*Exercises:*
a) In the source connectors page, restate the paragraph beginning "Skippr supports a wide range" as a short bulleted list that keeps all of its facts.
b) Write the next part of the source connectors page, starting after its final line.

*Document excerpt:*
++++++++++++++++++++
Skip to content

Source Connectors

Skippr supports a wide range of source connectors for extracting data from databases, object stores, streaming platforms, APIs, and more.

Databases

MSSQL

Reads data from Microsoft SQL Server tables.

source:
  kind: mssql
  connection_string: ${MSSQL_CONNECTION_STRING}
Field Default Description
connection_string (required) ADO.NET connection string
tables (auto-discover) Optional list of tables to ingest
batch_size_rows 10000 Rows per ingest batch

Namespace: mssql.{database}.{schema}.{table}

See Connect: MSSQL for a step-by-step setup guide.


MySQL

Reads data from MySQL tables.

source:
  kind: mysql
  connection_string: ${MYSQL_CONNECTION_STRING}
Field Default Description
connection_string (required) MySQL connection string (e.g. mysql://user:pass@host:3306/db)
tables (auto-discover) Optional list of schema.table names to ingest
batch_size_rows 10000 Rows per ingest batch

Namespace: mysql.{database}.{schema}.{table}


PostgreSQL

Reads data from PostgreSQL tables.
++++++++++++++++++++
*Raw data:*
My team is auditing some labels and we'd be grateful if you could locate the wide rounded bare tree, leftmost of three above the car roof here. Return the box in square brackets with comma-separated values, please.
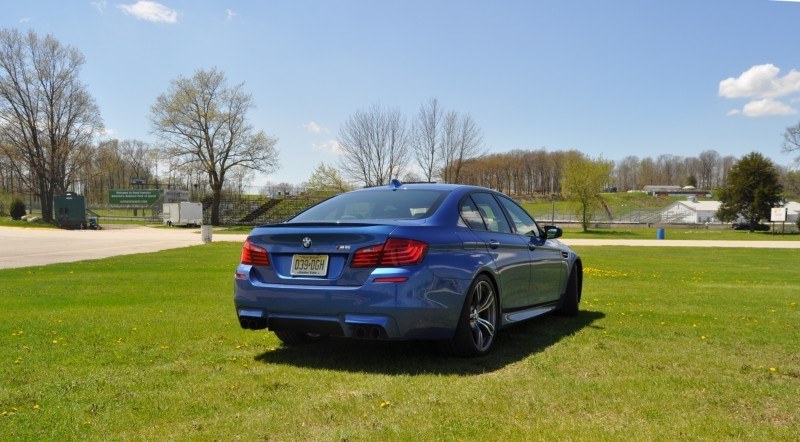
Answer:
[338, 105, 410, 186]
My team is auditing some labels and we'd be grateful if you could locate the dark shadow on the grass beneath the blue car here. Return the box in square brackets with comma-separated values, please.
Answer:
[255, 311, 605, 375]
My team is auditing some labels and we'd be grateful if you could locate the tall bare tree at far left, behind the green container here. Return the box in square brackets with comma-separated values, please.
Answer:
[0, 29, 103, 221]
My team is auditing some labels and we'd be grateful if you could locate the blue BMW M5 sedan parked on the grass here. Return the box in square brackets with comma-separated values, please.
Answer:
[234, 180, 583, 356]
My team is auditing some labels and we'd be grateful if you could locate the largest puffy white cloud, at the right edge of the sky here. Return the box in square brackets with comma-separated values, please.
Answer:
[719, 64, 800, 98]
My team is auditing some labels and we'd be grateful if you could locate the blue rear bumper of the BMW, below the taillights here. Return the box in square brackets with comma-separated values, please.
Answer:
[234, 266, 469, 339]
++++++++++++++++++++
*Results:*
a)
Skippr source connectors extract data from:
- databases
- object stores
- streaming platforms
- APIs
- other sources

b)
source:
  kind: postgres
  host: localhost
  port: 5432
  user: postgres
  password: ${POSTGRES_PASSWORD}
  database: mydb
Field Default Description
host localhost Postgres host
port 5432 Postgres port
user postgres Username
password Password
database Database name
connection_string Full connection string (overrides individual fields)
tables (auto-discover) Optional list of tables to read
query Custom SQL query (overrides tables)
batch_size_rows 10000 Rows per ingest batch

Namespace: postgres.{table_name}


ClickHouse

Reads from ClickHouse via the HTTP API.

source:
  kind: clickhouse_source
  url: http://localhost:8123
  database: default
  user: default
  password: ${CLICKHOUSE_PASSWORD}
  tables:
    - events
Field Default Description
url http://localhost:8123 ClickHouse HTTP URL
database Database name
user default Username
password Password
tables (optional) Tables to extract
query Custom SQL query (overrides tables)

Namespace: clickhouse.{database}.{table}


MotherDuck

Reads from a MotherDuck database.

source:
  kind: motherduck_source
  motherduck_token: ${MOTHERDUCK_TOKEN}
  database: my_database
  tables:
    - raw.events
Field Default Description
motherduck_token (required) MotherDuck token (or set MOTHERDUCK_TOKEN)
database Database name
tables (optional) Tables to extract
query Custom SQL query (overrides tables)

Delta Lake

Reads from a Delta Lake table URI (for example S3, ADLS, or local).

source:
  kind: delta_lake
  table_uri: "s3://my-bucket/path/to/table"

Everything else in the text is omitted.